§ ABOUT THIS TASK: If a line in the listing below includes the word "protest", pick it out.

§ MATERIAL TO PROCESS:
====================

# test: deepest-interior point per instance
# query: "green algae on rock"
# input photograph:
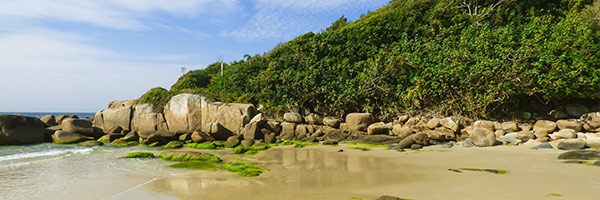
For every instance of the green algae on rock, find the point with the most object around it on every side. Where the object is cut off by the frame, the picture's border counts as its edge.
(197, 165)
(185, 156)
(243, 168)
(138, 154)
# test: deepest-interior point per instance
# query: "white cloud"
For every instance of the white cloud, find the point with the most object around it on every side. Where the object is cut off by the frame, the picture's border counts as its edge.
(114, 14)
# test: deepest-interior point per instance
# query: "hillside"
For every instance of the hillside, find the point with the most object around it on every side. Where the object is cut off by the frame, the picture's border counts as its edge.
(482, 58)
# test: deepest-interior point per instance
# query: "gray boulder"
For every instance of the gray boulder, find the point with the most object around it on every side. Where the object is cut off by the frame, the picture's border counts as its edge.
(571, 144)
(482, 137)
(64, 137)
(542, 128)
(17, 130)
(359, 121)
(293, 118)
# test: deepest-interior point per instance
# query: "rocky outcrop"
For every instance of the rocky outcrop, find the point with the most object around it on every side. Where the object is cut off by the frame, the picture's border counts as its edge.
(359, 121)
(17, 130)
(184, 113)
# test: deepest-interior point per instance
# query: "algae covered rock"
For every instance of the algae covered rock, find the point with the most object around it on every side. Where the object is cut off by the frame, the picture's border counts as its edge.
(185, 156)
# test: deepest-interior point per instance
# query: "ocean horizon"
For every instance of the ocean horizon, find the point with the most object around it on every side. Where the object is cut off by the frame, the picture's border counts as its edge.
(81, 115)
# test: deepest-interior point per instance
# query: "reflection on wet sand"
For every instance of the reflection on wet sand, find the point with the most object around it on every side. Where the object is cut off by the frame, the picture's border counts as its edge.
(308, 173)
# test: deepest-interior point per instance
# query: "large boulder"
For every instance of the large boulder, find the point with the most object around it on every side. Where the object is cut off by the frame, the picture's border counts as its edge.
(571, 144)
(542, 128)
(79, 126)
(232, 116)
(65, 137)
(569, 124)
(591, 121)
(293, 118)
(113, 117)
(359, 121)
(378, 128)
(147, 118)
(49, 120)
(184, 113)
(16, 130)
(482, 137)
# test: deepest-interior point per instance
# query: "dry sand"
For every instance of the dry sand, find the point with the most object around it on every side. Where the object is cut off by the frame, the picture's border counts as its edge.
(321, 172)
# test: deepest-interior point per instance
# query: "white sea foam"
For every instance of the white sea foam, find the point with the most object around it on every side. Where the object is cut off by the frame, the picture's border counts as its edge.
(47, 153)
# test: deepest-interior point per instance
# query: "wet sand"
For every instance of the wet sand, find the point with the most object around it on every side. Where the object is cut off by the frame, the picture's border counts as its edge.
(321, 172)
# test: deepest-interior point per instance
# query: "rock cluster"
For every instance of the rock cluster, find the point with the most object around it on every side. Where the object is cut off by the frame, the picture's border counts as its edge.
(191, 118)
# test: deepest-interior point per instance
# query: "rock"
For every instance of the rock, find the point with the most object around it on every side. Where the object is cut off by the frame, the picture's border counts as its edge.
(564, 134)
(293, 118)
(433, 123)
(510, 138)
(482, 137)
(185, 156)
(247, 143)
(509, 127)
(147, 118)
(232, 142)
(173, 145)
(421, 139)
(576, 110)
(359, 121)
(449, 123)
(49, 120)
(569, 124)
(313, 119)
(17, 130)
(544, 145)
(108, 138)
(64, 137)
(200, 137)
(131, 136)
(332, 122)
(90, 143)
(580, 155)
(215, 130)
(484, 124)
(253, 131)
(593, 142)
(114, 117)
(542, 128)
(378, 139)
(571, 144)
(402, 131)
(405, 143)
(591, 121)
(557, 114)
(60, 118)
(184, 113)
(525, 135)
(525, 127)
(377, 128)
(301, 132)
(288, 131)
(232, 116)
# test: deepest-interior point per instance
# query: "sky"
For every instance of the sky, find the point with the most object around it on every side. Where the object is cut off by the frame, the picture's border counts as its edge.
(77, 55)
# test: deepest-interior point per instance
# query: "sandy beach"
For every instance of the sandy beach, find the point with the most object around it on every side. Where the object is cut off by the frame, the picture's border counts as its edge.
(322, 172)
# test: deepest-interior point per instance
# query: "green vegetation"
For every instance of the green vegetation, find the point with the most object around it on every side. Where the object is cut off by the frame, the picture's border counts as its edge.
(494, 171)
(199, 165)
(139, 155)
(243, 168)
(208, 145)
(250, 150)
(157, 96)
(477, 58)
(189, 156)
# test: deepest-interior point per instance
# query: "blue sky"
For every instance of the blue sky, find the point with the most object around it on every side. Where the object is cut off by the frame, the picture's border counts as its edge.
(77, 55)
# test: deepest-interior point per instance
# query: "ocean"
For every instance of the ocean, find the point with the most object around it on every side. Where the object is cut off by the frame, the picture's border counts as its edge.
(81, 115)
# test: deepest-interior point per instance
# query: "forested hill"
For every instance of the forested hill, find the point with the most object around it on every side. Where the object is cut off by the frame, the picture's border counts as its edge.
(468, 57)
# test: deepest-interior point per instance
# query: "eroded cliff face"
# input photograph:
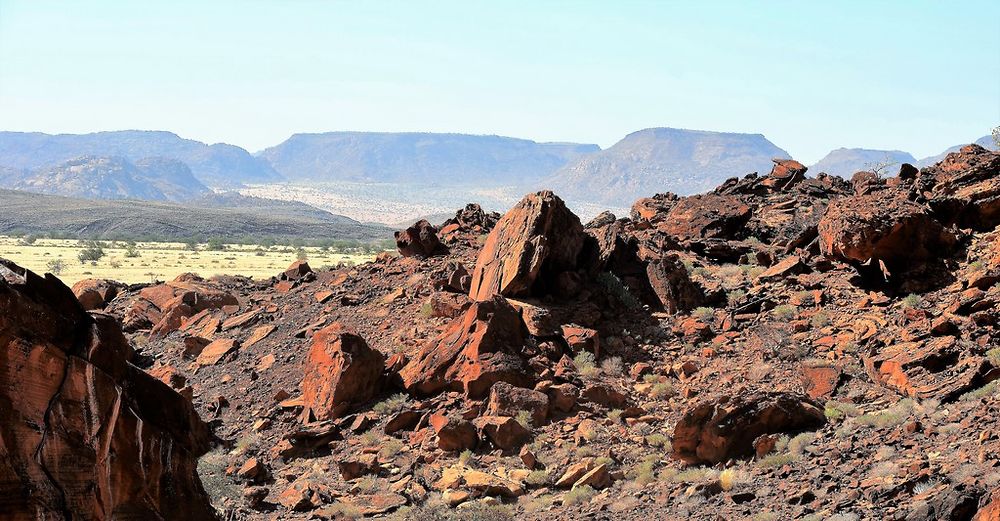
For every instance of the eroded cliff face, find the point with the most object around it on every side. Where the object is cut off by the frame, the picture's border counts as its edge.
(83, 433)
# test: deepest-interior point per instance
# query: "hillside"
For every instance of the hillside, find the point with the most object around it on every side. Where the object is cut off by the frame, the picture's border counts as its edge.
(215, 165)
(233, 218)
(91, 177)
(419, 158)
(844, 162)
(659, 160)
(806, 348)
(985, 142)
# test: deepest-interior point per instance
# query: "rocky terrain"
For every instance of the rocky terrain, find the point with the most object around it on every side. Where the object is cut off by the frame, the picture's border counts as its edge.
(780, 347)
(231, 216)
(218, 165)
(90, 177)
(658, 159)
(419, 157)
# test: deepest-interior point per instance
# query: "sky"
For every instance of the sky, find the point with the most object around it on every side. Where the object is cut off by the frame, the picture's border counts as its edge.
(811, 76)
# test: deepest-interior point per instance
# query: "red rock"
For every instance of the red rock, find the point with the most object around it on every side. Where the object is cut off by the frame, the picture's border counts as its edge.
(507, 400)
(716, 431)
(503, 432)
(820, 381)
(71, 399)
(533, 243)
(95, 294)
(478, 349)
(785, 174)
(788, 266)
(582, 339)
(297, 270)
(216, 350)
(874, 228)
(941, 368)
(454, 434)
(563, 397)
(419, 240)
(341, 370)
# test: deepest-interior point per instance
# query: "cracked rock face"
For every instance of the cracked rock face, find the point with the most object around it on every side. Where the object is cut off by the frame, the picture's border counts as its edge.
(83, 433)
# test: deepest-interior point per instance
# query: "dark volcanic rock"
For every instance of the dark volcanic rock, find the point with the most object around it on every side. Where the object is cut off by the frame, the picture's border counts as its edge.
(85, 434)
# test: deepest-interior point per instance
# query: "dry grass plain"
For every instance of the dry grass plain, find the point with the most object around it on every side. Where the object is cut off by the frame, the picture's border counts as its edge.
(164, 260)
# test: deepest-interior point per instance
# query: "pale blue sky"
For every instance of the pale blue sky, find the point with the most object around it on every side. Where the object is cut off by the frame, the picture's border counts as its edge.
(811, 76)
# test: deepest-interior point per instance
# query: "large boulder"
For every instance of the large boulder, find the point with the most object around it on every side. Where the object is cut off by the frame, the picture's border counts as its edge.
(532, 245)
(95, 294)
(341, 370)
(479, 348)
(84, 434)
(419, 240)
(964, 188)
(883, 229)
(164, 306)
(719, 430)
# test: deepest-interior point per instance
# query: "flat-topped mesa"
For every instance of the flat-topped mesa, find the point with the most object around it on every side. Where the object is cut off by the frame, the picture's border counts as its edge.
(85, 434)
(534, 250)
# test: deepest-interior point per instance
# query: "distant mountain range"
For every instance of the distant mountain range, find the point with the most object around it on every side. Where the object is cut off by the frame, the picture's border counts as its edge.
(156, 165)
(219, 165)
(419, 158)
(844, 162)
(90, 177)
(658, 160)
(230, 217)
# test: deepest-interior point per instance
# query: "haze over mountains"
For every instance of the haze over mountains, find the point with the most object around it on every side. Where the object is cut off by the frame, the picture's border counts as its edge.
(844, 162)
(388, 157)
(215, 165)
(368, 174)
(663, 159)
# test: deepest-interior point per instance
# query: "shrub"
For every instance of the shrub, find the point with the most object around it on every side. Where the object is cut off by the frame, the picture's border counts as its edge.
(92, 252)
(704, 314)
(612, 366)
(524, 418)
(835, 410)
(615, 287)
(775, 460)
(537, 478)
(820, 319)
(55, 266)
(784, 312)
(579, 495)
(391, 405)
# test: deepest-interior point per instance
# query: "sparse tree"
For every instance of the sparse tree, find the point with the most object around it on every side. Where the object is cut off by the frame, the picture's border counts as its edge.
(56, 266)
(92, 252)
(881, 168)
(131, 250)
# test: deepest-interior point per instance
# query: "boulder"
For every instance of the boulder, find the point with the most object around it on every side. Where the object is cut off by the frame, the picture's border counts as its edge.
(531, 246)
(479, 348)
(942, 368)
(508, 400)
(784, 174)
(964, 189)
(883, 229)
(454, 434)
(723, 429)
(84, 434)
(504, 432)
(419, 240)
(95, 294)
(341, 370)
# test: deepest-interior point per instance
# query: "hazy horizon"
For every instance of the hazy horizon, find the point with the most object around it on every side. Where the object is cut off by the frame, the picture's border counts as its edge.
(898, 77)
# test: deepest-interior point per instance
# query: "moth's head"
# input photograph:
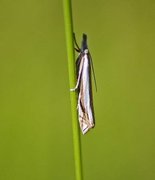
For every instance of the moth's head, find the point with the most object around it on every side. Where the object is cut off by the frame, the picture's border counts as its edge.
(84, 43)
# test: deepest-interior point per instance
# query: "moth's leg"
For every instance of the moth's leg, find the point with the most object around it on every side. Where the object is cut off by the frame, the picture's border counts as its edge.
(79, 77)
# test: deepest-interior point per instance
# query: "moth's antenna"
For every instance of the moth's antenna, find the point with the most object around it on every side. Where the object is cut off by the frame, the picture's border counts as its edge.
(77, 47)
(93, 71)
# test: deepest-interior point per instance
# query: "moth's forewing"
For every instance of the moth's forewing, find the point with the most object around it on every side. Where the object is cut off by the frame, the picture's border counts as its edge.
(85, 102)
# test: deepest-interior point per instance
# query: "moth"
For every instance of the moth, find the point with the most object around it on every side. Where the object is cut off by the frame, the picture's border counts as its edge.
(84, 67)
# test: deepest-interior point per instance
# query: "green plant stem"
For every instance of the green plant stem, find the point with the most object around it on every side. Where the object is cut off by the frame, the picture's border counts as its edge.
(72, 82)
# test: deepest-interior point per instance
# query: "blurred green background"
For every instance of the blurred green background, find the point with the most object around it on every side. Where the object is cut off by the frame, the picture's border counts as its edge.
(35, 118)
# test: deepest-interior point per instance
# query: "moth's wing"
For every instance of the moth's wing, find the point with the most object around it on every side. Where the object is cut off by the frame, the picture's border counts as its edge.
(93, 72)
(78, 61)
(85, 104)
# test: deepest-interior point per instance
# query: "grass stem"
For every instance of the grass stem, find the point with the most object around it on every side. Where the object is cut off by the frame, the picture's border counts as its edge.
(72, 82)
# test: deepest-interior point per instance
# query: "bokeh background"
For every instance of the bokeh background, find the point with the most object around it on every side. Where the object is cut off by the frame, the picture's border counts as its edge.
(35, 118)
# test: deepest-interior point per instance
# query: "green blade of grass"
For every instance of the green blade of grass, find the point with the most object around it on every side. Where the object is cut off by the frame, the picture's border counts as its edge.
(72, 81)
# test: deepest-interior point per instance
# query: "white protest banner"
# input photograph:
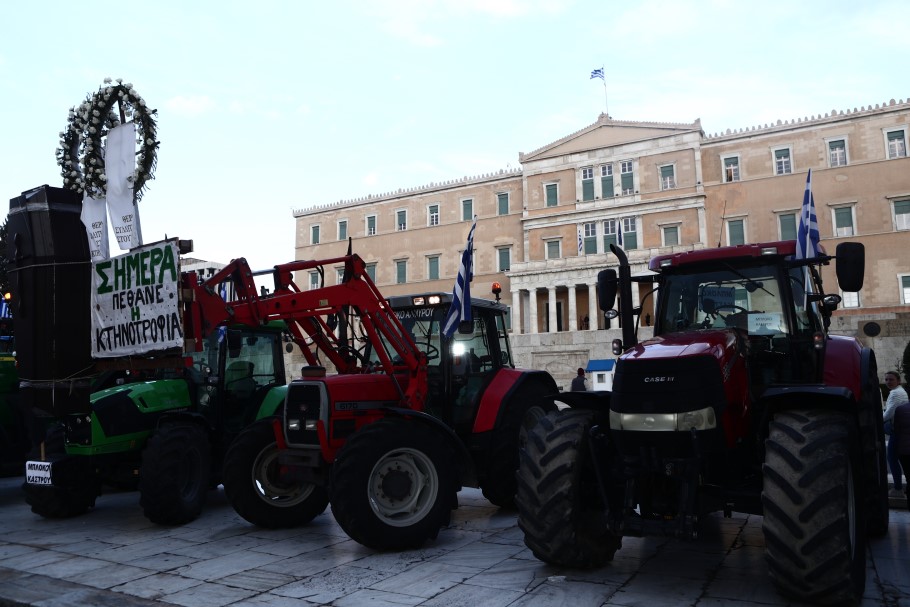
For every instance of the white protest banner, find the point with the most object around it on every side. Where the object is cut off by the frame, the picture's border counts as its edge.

====================

§ OUTPUT BELOW:
# query: "white protest banner"
For every instance of the white protest banner, find the point with the most object around it on every side. Where the object is cut off by the frame, the picture's border counts as its edge.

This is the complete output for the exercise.